§ **EXCERPT PROVIDED**:
[Start of Attachment]

She went to San Francisco where she had the opportunity to work providing parent-infant psychotherapy, with clients in the prenatal to 3 age group on a multi-disciplinary team including: physical therapists, nurses, psychologists, community health workers and more. This team approach to supporting families taught her a lot. She worked as a marriage & family therapist using T. Berry Brazelton’s TouchPoints Philosophy, where one of the assumptions is that parents are the experts on their children. The goal was to strengthen the parent-child relationship and to educate parents about child development and what it looks like at all ages and stages. These families had many challenges, from substance abuse to domestic violence as well as post-partum depression. Brazelton’s approach was to remember that every parent wants to do well by his or her child, even in families with the most challenging situations.
She became pregnant with her first child and moved back to Illinois, where she grew up. She stayed home with her child, had another baby and worked limited hours in private practice, primarily supporting clients, young and old, who had experienced trauma and attachment disturbances. In 2012, she & her family had the opportunity to live in Spain. When they returned to the US, she was trying to figure out how she could get back into working with infants and young children. She researched infant mental health certification programs online and didn’t find anything – the only ones she found involved flying on a consistent basis to places like Boston or San Francisco which didn’t work for her at this stage of her life.
When she found APPPAH and the PPNE certification, she was so excited to finally find a program where she could learn at a pace that worked for her and her family. Knowing there was a mentor available was helpful, along with the support through Facebook was also really appreciated.

[End of Attachment]

§ **WORK TASK A**:
Return everything in the profile from "When she found" down to "also really appreciated.", copied word for word.
§ **WORK TASK B**:
Summarize the profile in three sentences.

§ **GIVEN INFORMATION**:

[Start of Attachment]

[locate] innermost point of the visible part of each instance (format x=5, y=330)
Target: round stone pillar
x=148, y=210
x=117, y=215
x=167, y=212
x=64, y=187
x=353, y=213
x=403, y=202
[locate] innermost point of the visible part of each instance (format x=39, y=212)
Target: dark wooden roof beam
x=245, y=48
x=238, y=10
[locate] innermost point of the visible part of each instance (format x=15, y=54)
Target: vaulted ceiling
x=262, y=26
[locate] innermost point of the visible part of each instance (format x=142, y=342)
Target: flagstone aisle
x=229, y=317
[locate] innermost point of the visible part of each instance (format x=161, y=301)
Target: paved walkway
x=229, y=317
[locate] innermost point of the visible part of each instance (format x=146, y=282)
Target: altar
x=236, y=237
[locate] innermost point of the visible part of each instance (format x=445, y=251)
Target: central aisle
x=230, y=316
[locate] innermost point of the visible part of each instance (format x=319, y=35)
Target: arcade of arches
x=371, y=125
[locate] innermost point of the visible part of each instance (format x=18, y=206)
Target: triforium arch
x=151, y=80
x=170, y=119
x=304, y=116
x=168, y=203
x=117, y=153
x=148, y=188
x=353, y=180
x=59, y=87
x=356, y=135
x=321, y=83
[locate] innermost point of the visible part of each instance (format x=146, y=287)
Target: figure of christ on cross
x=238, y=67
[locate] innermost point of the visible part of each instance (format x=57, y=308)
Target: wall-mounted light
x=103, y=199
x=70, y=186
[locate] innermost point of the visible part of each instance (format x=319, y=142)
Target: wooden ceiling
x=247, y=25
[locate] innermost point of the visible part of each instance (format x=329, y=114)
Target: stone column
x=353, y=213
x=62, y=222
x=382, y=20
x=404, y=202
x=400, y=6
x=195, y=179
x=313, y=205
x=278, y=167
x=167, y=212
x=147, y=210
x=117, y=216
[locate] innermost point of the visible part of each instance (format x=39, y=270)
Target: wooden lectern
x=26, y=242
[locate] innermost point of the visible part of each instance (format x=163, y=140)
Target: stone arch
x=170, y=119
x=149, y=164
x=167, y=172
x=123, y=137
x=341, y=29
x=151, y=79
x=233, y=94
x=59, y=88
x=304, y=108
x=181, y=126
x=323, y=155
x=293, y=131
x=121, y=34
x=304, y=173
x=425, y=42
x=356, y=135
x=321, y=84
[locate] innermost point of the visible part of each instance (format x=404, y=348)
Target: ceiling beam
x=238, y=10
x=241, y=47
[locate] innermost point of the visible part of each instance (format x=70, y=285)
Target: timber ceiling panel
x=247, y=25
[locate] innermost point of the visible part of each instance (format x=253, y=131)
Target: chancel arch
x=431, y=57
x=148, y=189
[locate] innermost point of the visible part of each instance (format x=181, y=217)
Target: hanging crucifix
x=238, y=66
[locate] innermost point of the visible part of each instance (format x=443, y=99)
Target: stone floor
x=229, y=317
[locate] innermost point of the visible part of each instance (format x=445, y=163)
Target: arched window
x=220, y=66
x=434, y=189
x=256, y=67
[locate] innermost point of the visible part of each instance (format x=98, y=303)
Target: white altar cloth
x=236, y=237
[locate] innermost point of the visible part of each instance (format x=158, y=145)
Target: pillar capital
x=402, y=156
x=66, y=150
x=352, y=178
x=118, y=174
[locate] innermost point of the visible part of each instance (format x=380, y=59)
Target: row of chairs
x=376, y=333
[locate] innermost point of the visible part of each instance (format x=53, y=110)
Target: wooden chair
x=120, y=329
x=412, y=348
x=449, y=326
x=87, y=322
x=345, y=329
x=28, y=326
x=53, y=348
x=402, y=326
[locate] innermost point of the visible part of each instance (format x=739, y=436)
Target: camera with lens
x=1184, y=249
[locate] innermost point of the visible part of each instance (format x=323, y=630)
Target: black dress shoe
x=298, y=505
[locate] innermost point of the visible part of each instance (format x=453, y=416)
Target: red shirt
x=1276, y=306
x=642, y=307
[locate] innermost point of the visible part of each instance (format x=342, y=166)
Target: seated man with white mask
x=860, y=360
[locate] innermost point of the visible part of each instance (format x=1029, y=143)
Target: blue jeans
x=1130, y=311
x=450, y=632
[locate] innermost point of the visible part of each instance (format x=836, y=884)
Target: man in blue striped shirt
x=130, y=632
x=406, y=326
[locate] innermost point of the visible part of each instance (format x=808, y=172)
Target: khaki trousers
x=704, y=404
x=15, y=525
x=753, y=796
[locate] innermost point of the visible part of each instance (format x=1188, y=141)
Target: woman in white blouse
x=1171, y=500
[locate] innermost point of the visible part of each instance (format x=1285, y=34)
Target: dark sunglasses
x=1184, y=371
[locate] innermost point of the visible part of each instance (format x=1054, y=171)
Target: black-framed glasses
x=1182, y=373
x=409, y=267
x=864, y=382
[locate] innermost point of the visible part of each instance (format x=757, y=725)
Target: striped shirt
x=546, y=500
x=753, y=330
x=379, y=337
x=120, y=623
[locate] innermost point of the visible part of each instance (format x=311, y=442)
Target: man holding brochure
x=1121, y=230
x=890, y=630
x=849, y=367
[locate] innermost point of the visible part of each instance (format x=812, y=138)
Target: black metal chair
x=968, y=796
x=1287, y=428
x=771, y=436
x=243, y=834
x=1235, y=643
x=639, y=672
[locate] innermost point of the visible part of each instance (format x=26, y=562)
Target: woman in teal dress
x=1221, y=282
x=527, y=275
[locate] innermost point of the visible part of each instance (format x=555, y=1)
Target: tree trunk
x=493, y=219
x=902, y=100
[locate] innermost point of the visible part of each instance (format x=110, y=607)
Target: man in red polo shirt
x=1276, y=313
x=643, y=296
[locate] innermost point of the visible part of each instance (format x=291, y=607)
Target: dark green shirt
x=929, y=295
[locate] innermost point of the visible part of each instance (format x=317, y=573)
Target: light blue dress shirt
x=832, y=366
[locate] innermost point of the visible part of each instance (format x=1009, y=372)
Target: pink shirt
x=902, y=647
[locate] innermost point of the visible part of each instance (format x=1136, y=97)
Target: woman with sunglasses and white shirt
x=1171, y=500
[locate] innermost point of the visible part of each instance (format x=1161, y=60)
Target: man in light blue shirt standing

[End of Attachment]

§ **EXERCISE RESULT A**:
When she found APPPAH and the PPNE certification, she was so excited to finally find a program where she could learn at a pace that worked for her and her family. Knowing there was a mentor available was helpful, along with the support through Facebook was also really appreciated.

§ **EXERCISE RESULT B**:
In San Francisco she worked as a marriage and family therapist providing parent-infant psychotherapy on a multi-disciplinary team, using T. Berry Brazelton's TouchPoints Philosophy to strengthen the parent-child relationship and educate parents about child development. After becoming pregnant with her first child, she moved back to Illinois, stayed home with her children while working limited hours in private practice with clients who had experienced trauma and attachment disturbances, and in 2012 lived in Spain with her family. Back in the US, she found only infant mental health certification programs that required regular flights to places like Boston or San Francisco, so she was excited to find APPPAH and the PPNE certification, which let her learn at a pace that worked for her family and offered a mentor and support through Facebook.